*** Input data ***
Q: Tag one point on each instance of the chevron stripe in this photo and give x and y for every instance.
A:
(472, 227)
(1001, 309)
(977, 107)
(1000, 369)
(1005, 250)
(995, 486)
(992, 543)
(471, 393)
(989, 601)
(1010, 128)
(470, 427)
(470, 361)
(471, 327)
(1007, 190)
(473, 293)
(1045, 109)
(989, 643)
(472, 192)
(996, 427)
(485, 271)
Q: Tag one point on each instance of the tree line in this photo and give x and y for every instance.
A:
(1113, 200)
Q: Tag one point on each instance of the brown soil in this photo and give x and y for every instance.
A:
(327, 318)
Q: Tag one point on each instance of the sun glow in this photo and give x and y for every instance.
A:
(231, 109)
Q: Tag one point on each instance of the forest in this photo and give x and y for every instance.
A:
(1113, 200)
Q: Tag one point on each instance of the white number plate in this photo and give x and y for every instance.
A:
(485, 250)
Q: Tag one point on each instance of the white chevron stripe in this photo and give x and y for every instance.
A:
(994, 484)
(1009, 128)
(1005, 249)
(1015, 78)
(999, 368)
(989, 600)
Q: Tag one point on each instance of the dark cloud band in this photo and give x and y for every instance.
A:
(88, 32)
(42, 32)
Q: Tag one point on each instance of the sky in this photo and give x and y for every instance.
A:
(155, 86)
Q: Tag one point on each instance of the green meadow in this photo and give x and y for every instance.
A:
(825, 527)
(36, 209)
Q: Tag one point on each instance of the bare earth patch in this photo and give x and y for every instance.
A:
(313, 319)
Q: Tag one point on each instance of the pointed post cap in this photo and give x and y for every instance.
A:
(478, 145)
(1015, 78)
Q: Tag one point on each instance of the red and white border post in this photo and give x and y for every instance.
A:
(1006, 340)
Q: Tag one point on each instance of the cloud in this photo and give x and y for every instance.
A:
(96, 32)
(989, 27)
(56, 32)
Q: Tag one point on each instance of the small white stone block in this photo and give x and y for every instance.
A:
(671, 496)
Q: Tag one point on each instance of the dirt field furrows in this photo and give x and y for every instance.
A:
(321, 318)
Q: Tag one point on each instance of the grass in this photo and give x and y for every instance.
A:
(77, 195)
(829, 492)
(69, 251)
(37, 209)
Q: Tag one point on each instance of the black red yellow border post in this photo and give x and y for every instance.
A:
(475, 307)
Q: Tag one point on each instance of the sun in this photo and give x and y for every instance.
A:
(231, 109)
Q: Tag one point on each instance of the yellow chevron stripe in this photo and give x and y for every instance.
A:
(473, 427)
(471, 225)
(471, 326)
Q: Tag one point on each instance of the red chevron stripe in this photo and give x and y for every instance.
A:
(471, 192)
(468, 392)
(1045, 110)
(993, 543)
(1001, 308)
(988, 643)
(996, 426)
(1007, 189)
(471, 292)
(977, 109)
*** End of Input data ***
= Task requirements =
Using the data above, copy each line that contains "border".

= Response area =
Q: Tag one point on each instance of the red and white border post in this photo and give x and y for every instance.
Q: Tag one point on each instance of the black red yellow border post in this photo and give x and y for every instance.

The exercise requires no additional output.